What is needed:
Replace "sandstone" with "limestone" in the courthouse text, starting with "Completed in 1909, just" and going on through "the front lawn.", and write out that stretch with the change made.

Reading text:
********************
The "Then" photo here must have been taken in 1908 or 1909. While the courthouse was completed in 1909, it held its first court case in 1908. With no landscaping evident in the photo but a building with a completed exterior, 1908 or 1909 seems a good bet. The "Now" photo is from 2018. Both are taken from the front lawn, looking southeast.
Completed in 1909, just four years after Alberta and Saskatchewan were carved out of the Northwest Territories, the 2½ storey brick courthouse stands on a sandstone foundation with a daylight basement. It is set near the centre of a large, well landscaped, town lot with mature trees, a fountain and reflection bench in the rear and a pair of World War I cannons decorating the front lawn.
As is typical of early courthouses, when built it housed not only judicial offices, administration offices and courtroom, but the police force and jail cells as well. Police and jail functions have long since been relocated to separate premises. The neo classical Wetaskiwin Courthouse was the first courthouse to be designed by Provincial Architect A. M. Jeffers.
Only the front and rear walls remain visible from outside, as extensions have been added to both side walls, part of renovations done in preparation for its transformation to the Wetaskiwin Town Hall. Though not completed until 1909, the date of the commencement of its construction, 1907, is displayed on the Classical pediment over the centre entrance. The Greek or Roman Revival pediment is supported by a pair of granite Ionic columns flanked by brick pilasters. The pediment itself, with fine dentils inside and beneath, is likely of pressed metal. The cornices to the left and right of the pediment continue the motif. Beneath, the pediment is mirrored by a smaller copy over the Roman arched transom, below which are double, panelled wooden doors, each with a single glass panel.
********************
The data:
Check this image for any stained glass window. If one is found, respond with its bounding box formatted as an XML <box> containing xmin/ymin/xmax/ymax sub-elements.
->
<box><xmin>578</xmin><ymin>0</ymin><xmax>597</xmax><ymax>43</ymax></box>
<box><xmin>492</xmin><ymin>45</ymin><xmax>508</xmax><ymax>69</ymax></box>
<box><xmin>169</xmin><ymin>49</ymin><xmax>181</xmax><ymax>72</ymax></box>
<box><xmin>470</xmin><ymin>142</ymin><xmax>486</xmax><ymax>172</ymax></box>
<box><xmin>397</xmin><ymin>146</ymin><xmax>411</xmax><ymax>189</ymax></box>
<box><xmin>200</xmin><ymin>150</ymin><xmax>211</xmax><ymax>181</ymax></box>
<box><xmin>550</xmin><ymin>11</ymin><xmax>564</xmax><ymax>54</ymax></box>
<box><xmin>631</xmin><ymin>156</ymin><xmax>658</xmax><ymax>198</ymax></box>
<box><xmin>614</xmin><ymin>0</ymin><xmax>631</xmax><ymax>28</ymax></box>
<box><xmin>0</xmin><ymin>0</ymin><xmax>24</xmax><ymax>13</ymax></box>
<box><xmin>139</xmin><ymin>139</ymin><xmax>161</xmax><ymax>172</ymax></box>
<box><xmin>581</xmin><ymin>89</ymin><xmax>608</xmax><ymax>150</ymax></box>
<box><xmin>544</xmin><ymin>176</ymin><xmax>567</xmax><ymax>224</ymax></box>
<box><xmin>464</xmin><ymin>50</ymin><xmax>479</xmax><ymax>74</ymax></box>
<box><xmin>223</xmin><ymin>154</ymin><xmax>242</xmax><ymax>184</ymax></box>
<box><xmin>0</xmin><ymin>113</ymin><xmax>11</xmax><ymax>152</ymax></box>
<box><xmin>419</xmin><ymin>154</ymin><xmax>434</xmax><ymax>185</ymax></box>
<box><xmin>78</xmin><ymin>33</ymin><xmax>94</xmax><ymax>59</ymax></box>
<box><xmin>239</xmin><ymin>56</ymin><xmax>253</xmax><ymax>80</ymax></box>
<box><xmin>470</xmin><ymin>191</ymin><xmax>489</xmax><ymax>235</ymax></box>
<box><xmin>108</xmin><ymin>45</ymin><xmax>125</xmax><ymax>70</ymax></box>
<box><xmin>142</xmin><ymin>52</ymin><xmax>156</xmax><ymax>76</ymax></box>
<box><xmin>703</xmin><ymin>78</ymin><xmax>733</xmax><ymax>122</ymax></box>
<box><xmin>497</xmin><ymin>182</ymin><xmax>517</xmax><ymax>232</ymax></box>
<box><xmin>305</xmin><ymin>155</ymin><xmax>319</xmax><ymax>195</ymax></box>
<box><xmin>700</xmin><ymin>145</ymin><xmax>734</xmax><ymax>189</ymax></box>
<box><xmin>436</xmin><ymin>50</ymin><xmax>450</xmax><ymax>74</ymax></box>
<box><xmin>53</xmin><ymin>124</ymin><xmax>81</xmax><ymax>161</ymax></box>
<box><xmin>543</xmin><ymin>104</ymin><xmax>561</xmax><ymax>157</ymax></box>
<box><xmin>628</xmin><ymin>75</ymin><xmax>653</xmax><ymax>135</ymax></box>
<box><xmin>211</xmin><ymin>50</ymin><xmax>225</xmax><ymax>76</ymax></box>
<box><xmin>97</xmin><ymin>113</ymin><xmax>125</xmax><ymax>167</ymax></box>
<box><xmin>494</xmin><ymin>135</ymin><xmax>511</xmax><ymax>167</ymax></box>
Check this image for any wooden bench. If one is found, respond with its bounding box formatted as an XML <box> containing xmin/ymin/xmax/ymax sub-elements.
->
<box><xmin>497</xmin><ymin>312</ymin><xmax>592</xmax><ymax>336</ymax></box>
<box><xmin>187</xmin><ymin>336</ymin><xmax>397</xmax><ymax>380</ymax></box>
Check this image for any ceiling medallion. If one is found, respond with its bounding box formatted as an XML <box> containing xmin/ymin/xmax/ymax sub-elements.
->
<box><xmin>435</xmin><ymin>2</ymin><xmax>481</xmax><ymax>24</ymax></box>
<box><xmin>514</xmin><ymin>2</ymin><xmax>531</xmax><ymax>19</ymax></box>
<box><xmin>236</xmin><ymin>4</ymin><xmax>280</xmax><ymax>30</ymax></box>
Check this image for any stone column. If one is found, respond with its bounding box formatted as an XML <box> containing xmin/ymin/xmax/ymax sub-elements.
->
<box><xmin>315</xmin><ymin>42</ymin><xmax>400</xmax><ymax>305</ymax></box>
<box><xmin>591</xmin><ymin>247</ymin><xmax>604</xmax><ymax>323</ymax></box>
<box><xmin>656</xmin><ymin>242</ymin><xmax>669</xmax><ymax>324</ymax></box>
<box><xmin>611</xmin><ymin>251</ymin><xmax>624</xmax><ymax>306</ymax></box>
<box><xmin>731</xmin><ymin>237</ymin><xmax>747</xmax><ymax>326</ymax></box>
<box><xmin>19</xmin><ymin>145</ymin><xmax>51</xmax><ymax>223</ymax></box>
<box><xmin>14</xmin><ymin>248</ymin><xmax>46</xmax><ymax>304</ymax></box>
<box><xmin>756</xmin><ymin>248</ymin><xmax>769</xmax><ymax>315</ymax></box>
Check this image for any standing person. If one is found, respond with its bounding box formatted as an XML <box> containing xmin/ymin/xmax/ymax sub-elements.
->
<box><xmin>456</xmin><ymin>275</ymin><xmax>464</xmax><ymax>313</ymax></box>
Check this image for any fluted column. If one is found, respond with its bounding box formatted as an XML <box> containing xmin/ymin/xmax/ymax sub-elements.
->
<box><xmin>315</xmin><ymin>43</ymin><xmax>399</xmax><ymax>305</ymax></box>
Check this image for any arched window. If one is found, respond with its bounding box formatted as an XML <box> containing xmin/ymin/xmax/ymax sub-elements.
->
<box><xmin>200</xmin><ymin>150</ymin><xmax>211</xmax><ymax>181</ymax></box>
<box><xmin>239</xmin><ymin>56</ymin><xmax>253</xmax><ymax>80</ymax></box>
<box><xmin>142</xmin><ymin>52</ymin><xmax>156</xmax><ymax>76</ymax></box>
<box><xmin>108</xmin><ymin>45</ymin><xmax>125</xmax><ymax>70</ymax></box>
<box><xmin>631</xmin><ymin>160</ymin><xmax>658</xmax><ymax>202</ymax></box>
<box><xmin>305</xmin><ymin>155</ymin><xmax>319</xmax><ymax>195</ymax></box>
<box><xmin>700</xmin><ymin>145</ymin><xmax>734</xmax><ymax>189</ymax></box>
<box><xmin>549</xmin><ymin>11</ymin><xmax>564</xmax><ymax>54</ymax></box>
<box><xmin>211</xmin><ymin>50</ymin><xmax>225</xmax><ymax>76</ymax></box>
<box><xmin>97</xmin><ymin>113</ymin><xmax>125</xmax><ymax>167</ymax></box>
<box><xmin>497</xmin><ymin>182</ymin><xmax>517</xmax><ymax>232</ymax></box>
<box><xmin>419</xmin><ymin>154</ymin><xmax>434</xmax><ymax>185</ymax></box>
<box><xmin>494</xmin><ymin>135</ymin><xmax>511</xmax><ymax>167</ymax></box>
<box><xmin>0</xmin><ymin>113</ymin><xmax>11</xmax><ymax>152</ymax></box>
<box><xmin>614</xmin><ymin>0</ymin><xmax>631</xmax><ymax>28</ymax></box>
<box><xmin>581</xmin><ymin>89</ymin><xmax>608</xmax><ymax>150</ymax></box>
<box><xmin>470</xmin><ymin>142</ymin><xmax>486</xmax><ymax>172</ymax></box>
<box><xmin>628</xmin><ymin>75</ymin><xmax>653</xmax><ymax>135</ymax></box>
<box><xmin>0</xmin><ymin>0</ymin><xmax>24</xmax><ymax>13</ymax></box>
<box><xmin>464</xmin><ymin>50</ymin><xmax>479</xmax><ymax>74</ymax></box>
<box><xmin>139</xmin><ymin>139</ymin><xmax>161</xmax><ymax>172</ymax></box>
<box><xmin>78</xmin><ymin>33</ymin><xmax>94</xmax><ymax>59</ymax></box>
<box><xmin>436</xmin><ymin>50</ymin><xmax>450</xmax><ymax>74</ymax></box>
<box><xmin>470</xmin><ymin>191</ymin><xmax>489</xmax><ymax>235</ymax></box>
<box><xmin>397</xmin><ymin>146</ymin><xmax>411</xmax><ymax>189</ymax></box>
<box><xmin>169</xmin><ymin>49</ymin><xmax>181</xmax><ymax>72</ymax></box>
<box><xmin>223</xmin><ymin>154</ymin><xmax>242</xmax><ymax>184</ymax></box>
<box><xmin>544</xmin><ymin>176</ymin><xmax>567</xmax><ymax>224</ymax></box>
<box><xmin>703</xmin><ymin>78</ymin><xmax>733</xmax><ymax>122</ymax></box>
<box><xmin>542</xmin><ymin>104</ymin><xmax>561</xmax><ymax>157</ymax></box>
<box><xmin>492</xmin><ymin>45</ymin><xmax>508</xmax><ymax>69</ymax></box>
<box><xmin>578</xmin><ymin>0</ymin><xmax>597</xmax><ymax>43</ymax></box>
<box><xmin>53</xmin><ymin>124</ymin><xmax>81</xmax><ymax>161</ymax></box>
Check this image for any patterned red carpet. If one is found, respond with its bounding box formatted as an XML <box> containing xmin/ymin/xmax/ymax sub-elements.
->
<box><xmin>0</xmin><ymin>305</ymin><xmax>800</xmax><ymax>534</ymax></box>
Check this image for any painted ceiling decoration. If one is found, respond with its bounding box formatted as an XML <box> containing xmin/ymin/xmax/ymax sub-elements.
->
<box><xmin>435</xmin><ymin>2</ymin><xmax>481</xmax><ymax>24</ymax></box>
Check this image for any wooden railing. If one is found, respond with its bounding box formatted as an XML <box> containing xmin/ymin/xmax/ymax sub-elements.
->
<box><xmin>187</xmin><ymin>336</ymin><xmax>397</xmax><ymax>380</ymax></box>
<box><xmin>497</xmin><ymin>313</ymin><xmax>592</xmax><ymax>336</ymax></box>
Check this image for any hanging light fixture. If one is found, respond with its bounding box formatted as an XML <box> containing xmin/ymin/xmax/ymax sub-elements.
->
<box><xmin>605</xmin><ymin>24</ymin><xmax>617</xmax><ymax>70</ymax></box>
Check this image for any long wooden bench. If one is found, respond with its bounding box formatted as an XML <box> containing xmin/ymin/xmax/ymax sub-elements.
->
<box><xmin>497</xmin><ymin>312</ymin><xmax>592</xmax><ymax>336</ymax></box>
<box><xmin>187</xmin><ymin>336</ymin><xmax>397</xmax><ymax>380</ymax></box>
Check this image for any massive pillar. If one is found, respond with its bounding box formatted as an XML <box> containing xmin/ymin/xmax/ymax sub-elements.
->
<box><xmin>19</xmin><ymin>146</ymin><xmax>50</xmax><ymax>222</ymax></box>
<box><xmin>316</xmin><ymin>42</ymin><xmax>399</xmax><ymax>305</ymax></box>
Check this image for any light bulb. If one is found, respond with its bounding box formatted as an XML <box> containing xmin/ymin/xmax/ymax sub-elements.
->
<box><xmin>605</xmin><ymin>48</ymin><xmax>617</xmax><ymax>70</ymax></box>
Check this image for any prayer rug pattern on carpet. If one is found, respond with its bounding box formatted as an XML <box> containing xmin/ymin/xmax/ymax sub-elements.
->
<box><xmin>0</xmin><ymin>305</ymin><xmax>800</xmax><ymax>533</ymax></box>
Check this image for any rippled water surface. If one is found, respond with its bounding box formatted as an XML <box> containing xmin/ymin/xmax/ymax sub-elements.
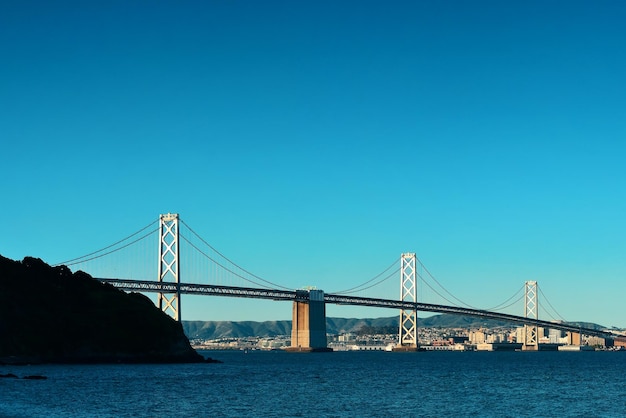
********************
Response area:
Completed in 1909, just four years after Alberta and Saskatchewan were carved out of the Northwest Territories, the 2½ storey brick courthouse stands on a limestone foundation with a daylight basement. It is set near the centre of a large, well landscaped, town lot with mature trees, a fountain and reflection bench in the rear and a pair of World War I cannons decorating the front lawn.